TASK TO CARRY OUT
According to the summary on Epstein-Barr virus, in which cells does the virus establish latency?
:: TEXT ::
Epstein-Barr virus (EBV) is a human herpesvirus that establishes a chronic carrier state in almost one hundred per cent of the population world-wide. It has considerable importance as a pathogen associated with infectious mononucleosis, oral hairy leukoplakia, Burkitt's lymphoma, immunoblastic lymphomas of the immunosuppressed, nasopharyngeal carcinoma, T cell malignancy and Hodgkin's disease. A current model of pathogenesis suggests that EBV replicates productively in epithelial tissue of the oropharynx and establishes latency in B lymphocytes. Virus then trafficks between the two cell types as it enters the body and is periodically shed in saliva of infected individuals. The long term objective of this work is to understand the first steps in infection of both target cells of EBV which are critical to spread of virus within and between hosts. The immediate goals of this application are to use recently developed techniques for deriving EBV mutants to investigate the roles of known or putative EBV envelope proteins in the process. The phenotypes of mutated virus will be examined in vitro in primary B lymphocytes and in an SV40 transformed epithelial cell line that has been transfected with the B cell receptor for EBV. Phenotypes of mutated viruses will be examined in vivo in CB. 17 scid/scid immunodeficient mice engrafted with human lymphoepithelial tissue. There are three specific aims. The first is to examine the effects of deleting expression of proteins in the gp85 complex on the ability of virus to penetrate cells. Additional point mutations in gp85 will be evaluated for their effects on the integrity of the complex using recombinant proteins expressed in isolation; those that do not interfere with complex formation will then be built into virus for further functional analyses.
The second aim i s to examine the phenotype of virus deleted for expression of gp110, the EBV homologue of HSV-gB.
The third aim i s to determine whether or not four remaining potential virion membrane proteins are essential for virus replication, and to examine the location of each that proves to be so.
:::
:: DATA ::
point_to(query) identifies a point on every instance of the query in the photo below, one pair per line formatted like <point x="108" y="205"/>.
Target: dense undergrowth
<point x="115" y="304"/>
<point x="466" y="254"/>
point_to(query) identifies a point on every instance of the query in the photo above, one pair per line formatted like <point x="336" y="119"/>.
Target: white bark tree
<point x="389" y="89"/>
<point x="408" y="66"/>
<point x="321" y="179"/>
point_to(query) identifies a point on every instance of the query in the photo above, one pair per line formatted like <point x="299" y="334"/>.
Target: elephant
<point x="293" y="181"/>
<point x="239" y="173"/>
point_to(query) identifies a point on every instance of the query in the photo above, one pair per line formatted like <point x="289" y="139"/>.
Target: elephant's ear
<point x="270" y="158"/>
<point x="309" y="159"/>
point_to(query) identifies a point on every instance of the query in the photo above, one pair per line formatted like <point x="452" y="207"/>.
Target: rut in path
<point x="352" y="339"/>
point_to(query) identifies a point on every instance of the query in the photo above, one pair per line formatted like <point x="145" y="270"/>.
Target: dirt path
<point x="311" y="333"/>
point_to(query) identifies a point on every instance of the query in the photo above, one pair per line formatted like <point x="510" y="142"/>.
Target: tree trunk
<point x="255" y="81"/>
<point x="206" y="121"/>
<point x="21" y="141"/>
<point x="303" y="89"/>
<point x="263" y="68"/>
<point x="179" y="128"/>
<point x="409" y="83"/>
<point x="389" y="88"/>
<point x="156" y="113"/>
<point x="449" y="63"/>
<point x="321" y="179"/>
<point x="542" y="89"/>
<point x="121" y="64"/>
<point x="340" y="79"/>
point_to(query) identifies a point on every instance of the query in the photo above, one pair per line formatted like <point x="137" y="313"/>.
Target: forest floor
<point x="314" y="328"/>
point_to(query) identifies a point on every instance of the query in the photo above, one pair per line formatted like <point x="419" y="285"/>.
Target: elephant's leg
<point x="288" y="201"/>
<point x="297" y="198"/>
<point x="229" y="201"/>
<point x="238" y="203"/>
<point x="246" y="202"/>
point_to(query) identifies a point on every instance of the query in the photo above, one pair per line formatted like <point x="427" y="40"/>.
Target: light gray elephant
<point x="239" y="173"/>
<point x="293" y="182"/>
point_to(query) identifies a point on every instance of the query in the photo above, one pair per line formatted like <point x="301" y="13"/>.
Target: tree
:::
TASK ANSWER
B lymphocytes.